Studio album by Jake Shears
- Released: August 10, 2018
- Length: 45:08
- Label: Freida Jean (Absolute UK)
- Producer: Jake Shears; Kevin Ratterman;

Jake Shears chronology
|  | Jake Shears (2018) | Last Man Dancing (2023) |

Singles from Jake Shears
- "Creep City" Released: May 25, 2018; "Big Bushy Mustache" Released: August 3, 2018; "Sad Song Backwards" Released: September 28, 2018;

= Jake Shears (album) =

Jake Shears is the self-titled debut solo album by Jake Shears, released on August 10, 2018. "Creep City" serves as the album's lead single.

==Recording and composition==
The album was recorded in Louisville with Kevin Ratterman, as well as members of My Morning Jacket.

==Promotion==
"Creep City" serves as the album's lead single. The music video was directed by Mac Boucher.

The second single was "Sad Song Backwards". It was accompanied by a lyric video.

"Big Bushy Moustache" was released as the third single. Its video was directed by Mac Boucher too, and consists on Shears strutting in New Orleans, urging other men to join him in the celebration of facial hair. It features a cameo by Queens of the Stone Age's Josh Homme (who had previously collaborated with Scissor Sisters on the promotion of 2010 Magic Hour).

"Everything I Ever Need" was released as the fourth single, with a video (also directed by Boucher) inspired by Elton John and Freddie Mercury.

Shears toured the album in the United States and will support Kylie Minogue touring Australia in 2019.

DIRECTIONS
List every individual person named in the article on the Jake Shears album. The material that comes next has no connection to the article on the Jake Shears album.

DATA LINES
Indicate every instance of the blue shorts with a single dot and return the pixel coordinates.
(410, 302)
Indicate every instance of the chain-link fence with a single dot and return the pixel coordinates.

SOLUTION FOR THIS TASK
Jake Shears, Kevin Ratterman, Mac Boucher, Josh Homme, Elton John, Freddie Mercury, Kylie Minogue